=== HOW TO COMPLETE THIS TASK ===
How many of the lines below contain the word "clicks"? Give only the number.

Collected data
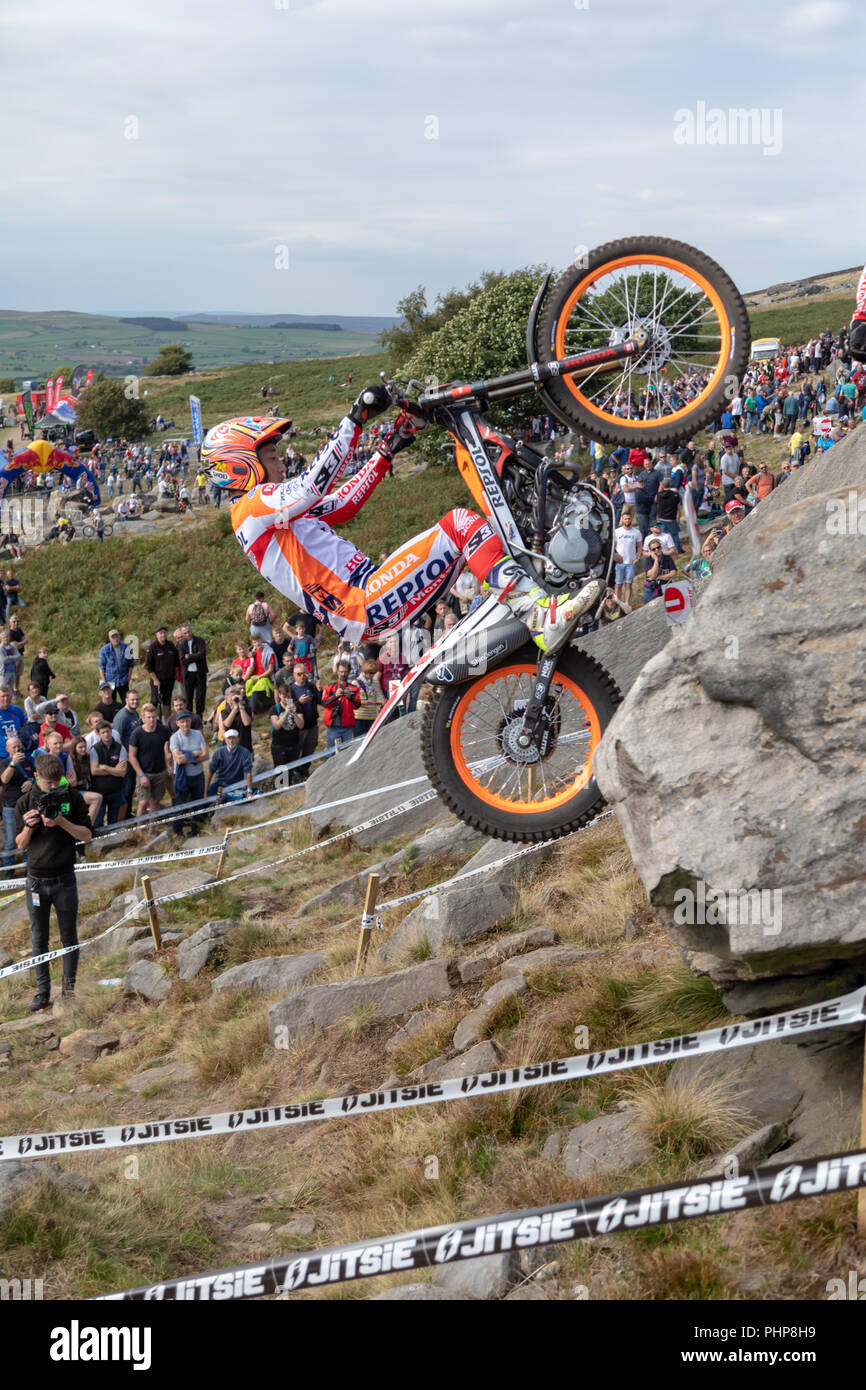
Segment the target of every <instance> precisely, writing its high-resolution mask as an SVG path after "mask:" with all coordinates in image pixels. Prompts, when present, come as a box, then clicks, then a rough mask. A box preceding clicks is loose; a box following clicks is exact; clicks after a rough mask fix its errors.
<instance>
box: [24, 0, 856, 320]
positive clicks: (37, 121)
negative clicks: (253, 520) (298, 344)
mask: <svg viewBox="0 0 866 1390" xmlns="http://www.w3.org/2000/svg"><path fill="white" fill-rule="evenodd" d="M865 31H866V4H863V0H852V3H848V0H806V3H796V0H794V3H787V0H762V3H760V4H756V3H753V0H727V3H726V4H719V3H717V0H653V3H652V4H648V3H646V0H436V3H435V4H430V3H427V0H206V3H203V0H149V3H140V0H76V3H75V4H74V6H71V4H68V3H67V0H63V3H61V0H4V6H3V13H1V14H0V46H1V51H3V60H4V61H3V72H4V79H3V100H1V101H0V150H1V152H3V165H4V178H3V190H4V200H3V202H4V211H6V218H4V222H6V225H4V229H3V242H1V246H3V250H1V254H0V307H3V309H19V310H49V309H53V310H57V309H70V310H79V311H88V313H124V311H138V313H196V311H225V310H228V311H249V313H297V314H304V313H306V314H328V313H342V314H392V313H393V311H395V309H396V304H398V300H399V299H400V297H402V296H403V295H406V293H407V292H409V291H411V289H414V288H416V286H417V285H424V286H425V289H427V295H428V300H430V302H432V299H434V297H435V295H436V293H438V292H442V291H446V289H449V288H452V286H463V285H466V284H467V282H468V281H471V279H474V278H475V277H477V275H478V274H480V272H481V271H484V270H513V268H516V267H518V265H527V264H539V263H546V264H550V265H553V267H557V268H562V267H564V265H566V264H567V263H569V261H571V260H573V259H574V254H575V247H592V246H598V245H601V243H603V242H606V240H610V239H614V238H619V236H628V235H635V234H641V232H652V234H657V235H664V236H674V238H678V239H681V240H685V242H689V243H692V245H695V246H699V247H701V249H702V250H705V252H708V253H709V254H710V256H713V257H714V259H716V260H717V261H720V263H721V264H723V265H724V268H726V270H727V271H728V272H730V274H731V275H733V278H734V279H735V281H737V284H738V285H740V288H741V289H742V291H749V289H759V288H763V286H765V285H769V284H773V282H777V281H781V279H794V278H801V277H803V275H810V274H816V272H820V271H828V270H838V268H842V267H848V265H855V264H859V263H862V261H863V259H865V257H866V236H865V234H863V228H865V225H866V218H865V215H863V214H865V200H863V179H862V146H860V142H859V136H858V131H859V126H860V122H862V117H863V111H865V110H866V76H865V71H866V68H865V63H863V53H865V44H863V38H865ZM735 108H755V110H758V111H759V113H763V115H762V121H763V125H762V124H760V122H756V125H755V129H753V131H752V129H751V128H749V132H748V135H749V138H748V139H744V131H742V128H741V126H740V125H738V122H737V121H735V120H731V118H730V117H728V114H727V113H730V111H731V110H735ZM713 113H716V114H713ZM710 140H712V142H713V143H710ZM721 142H724V143H721Z"/></svg>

=== WRITTEN REPLY ===
3